- Work order:
Search the entries below for "Could you please spot the steel cross". Give that line and all the lines after it again, exactly, through the last, without pictures.

^^^^^^^^

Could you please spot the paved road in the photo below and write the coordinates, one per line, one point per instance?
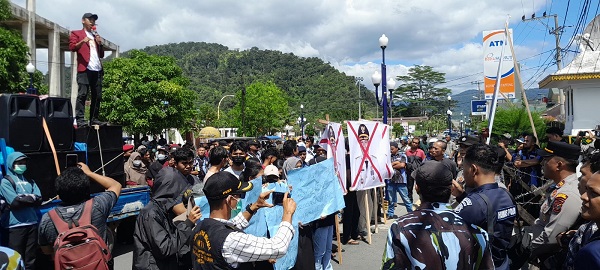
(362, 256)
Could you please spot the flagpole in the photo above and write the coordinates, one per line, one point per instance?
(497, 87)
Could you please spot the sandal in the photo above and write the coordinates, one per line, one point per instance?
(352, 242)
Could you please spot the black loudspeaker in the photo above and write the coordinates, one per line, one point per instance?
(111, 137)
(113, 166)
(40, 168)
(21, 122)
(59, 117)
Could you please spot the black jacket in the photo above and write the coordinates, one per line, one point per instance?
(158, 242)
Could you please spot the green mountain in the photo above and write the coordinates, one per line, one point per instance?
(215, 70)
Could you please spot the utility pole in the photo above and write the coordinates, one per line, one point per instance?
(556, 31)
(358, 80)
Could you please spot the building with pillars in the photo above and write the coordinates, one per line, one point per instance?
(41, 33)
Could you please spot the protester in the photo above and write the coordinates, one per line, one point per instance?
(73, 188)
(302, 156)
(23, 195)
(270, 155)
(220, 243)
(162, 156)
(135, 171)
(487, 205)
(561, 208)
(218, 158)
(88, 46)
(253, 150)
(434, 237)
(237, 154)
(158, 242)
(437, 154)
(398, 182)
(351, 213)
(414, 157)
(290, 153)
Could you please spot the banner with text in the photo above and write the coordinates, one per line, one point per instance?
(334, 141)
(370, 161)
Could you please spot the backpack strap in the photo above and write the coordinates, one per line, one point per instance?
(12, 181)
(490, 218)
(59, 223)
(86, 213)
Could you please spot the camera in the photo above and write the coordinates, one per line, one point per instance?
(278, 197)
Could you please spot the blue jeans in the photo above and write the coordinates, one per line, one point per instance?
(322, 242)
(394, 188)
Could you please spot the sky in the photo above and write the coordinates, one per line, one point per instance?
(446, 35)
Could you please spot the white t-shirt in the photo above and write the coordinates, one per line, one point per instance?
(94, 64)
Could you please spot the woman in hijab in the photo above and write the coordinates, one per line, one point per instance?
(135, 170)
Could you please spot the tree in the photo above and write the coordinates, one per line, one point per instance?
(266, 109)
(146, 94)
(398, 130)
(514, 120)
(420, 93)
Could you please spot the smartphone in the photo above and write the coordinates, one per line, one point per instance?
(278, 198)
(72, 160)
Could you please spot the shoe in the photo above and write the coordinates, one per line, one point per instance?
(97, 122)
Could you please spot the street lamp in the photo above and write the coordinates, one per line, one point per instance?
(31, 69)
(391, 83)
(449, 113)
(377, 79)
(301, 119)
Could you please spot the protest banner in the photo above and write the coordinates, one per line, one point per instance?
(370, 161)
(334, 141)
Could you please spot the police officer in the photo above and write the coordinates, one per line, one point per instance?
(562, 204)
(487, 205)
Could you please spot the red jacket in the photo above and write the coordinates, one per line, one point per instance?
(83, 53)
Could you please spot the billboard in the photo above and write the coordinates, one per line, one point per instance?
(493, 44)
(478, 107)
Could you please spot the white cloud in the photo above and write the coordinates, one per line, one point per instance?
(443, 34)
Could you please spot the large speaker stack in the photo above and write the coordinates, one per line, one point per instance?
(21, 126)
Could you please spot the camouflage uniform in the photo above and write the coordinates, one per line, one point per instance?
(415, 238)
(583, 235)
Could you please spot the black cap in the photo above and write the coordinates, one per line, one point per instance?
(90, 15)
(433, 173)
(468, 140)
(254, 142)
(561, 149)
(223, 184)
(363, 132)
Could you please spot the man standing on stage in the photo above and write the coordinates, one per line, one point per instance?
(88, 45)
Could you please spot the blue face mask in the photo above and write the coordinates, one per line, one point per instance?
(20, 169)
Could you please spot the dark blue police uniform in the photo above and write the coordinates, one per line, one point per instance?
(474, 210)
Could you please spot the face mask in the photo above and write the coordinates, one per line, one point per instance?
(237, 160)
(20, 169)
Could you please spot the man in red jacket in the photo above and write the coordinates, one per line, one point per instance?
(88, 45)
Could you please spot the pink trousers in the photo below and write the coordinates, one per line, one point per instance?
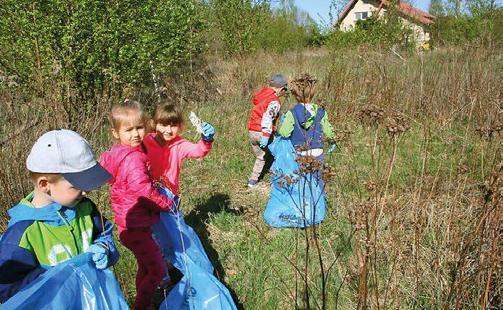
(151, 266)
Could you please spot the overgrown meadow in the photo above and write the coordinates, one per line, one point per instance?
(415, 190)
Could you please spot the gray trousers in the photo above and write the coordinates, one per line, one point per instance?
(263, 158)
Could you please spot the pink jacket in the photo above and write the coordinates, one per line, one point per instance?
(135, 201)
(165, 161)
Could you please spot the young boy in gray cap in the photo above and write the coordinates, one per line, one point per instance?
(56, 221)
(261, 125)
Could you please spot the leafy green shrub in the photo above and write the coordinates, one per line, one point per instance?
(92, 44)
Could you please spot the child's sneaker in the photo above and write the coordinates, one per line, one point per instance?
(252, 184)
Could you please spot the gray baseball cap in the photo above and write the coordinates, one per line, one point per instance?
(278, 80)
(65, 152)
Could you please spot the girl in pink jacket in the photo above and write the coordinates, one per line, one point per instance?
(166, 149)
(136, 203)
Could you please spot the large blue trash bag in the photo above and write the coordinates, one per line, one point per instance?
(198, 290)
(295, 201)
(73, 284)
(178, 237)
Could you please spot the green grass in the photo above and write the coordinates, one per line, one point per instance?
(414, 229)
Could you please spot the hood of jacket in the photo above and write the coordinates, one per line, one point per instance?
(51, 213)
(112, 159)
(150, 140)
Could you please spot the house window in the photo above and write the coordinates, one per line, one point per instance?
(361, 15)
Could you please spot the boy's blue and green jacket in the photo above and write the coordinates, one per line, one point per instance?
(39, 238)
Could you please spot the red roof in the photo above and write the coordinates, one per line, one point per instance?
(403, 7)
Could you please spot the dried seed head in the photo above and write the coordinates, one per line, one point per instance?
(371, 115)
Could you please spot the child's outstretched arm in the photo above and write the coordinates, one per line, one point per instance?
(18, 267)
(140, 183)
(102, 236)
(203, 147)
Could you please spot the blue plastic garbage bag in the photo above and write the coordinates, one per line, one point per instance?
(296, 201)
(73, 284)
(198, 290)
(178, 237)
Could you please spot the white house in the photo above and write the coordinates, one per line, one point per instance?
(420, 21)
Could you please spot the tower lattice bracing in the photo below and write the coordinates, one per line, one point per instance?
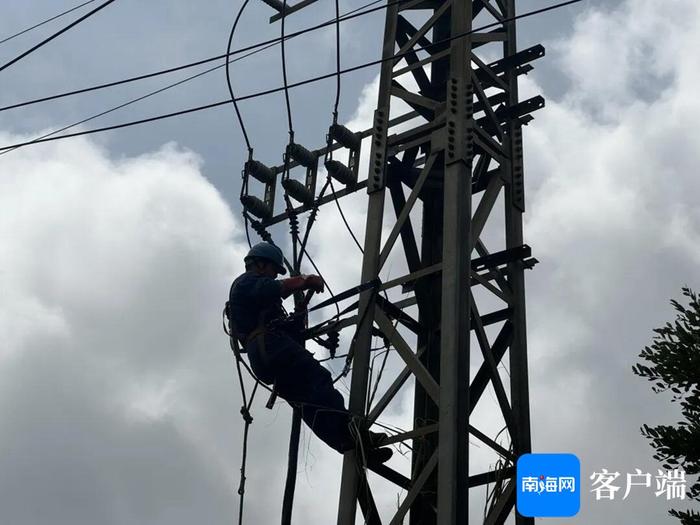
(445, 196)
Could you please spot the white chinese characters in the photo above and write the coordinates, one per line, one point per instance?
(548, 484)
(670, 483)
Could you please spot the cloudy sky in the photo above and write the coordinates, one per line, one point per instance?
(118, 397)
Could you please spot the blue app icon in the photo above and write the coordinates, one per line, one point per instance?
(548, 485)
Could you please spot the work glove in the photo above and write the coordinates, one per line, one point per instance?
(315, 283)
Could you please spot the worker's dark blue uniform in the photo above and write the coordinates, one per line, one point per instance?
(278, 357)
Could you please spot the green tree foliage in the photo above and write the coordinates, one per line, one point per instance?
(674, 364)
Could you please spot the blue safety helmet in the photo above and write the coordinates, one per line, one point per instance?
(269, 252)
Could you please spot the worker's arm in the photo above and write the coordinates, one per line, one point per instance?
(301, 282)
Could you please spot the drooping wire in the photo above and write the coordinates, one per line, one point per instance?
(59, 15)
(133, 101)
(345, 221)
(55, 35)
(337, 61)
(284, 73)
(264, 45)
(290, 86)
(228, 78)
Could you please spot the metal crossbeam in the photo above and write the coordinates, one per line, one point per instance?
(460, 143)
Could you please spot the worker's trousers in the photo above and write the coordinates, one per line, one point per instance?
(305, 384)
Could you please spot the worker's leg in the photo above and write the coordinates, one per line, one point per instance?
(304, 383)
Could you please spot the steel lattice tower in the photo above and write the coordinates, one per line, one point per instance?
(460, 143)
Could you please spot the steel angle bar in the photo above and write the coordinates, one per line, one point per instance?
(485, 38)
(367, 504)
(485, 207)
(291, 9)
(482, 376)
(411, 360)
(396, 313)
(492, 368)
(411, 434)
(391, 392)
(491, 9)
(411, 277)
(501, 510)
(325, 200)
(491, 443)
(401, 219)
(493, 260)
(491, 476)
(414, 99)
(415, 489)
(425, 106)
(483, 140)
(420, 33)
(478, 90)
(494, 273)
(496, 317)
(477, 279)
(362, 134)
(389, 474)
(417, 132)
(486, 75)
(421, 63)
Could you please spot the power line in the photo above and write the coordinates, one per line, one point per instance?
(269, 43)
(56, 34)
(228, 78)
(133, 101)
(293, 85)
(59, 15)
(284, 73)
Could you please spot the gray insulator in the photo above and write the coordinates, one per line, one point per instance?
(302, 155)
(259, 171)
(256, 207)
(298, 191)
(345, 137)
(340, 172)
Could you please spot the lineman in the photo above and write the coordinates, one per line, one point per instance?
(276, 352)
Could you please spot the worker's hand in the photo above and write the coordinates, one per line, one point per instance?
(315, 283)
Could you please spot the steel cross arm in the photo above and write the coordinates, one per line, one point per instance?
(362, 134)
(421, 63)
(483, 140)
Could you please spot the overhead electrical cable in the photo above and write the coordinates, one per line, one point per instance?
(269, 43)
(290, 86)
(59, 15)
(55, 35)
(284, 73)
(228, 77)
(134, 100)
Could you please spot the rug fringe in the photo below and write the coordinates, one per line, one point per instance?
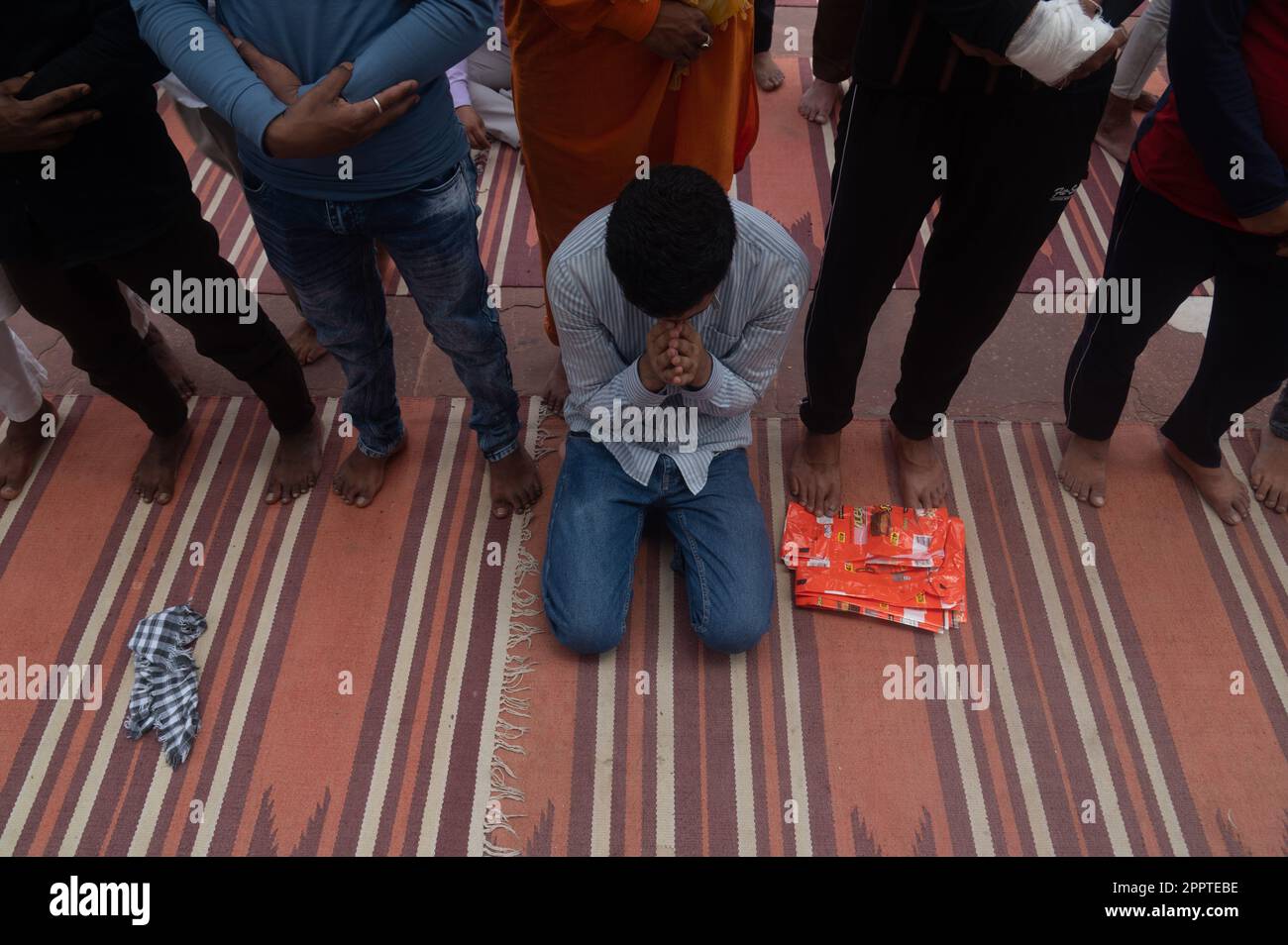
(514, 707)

^^^^^^^^

- Answer box:
Could you please spot the steel cross arm in the photo above and write the coordinates, one per line, one point per instance?
(362, 134)
(421, 63)
(483, 140)
Could you please spot the overhead electrical cable in the photo above and write the coordinates, one per line, one point per instance?
(269, 43)
(290, 86)
(59, 15)
(55, 35)
(284, 73)
(228, 77)
(134, 100)
Could you please spot the rug fringe in the photo below and write the coordinates, one per line, one point per instance?
(514, 707)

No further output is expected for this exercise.